EXERCISE INSTRUCTIONS — Please pull out each line of the records below that contains the word "roof". Case counts.

EXTRACTED INFORMATION —

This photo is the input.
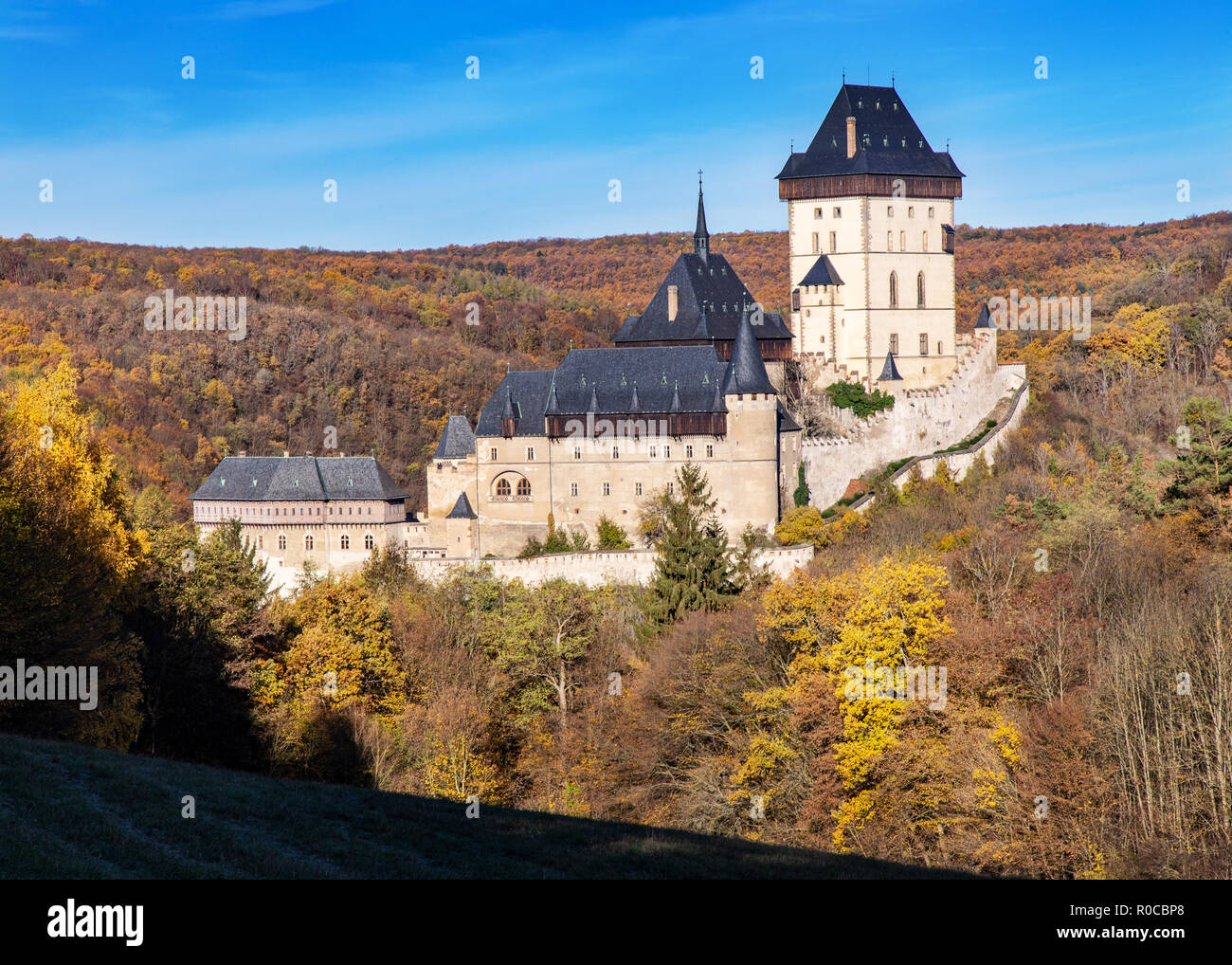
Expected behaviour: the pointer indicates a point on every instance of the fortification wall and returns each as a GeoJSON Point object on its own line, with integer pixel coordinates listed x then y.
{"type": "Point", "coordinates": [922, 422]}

...

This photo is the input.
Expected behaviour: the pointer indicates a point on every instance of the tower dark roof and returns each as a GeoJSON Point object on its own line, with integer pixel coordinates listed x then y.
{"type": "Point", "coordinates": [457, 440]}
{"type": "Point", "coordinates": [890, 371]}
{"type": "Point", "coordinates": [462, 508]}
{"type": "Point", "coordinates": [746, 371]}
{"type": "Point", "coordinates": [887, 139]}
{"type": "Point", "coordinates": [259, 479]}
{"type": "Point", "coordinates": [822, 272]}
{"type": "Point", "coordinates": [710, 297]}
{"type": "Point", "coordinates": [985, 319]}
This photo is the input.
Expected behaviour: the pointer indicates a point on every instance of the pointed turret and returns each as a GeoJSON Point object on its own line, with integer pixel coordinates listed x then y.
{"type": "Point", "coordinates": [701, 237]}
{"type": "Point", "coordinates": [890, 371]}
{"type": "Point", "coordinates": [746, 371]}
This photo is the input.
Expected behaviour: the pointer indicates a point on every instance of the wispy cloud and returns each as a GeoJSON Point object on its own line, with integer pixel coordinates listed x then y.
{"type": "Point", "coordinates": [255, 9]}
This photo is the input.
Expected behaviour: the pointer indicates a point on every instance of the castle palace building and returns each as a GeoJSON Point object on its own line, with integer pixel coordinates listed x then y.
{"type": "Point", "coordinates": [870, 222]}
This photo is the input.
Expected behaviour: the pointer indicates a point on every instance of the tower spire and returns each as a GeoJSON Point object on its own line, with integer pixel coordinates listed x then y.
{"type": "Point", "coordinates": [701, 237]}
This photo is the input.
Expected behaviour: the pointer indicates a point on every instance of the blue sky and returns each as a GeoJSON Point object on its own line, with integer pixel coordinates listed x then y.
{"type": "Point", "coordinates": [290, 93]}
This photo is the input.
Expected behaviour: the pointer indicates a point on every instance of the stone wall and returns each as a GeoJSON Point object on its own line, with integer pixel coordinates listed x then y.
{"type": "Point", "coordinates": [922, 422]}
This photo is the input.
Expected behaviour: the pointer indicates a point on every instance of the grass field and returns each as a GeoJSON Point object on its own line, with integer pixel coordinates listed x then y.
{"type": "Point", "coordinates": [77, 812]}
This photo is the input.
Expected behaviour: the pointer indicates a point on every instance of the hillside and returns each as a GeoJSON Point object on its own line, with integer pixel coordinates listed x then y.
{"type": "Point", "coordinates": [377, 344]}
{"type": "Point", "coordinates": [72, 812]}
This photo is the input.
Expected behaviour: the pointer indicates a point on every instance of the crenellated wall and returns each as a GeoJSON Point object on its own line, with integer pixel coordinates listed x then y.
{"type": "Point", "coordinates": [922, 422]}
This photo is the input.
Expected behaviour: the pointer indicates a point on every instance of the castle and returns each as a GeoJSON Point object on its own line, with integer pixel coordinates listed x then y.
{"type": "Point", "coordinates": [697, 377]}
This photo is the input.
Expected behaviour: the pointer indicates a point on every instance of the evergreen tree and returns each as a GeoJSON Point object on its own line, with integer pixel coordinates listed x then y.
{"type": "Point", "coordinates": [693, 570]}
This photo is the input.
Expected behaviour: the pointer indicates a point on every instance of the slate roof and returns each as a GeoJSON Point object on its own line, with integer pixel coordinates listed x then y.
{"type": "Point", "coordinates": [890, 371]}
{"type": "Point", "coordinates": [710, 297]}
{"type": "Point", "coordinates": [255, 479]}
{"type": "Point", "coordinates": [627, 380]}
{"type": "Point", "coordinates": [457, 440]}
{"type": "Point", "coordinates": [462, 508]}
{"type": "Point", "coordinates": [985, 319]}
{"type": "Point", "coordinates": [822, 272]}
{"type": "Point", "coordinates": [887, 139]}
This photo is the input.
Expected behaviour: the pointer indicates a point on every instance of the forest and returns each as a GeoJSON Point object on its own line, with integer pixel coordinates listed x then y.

ANSWER TO THE EXERCISE —
Expected behaviour: the pointer indicates a point on every instance of the tower dark roof and returns each as a GeoJSON Point object on its own line, with integer pixel coordinates listed x then y.
Expected behaviour: the pointer indicates a point on every instance of the slate roof and returns each as a GeoJSON Point object on its own line, with integer pixel coordinates listed x then y.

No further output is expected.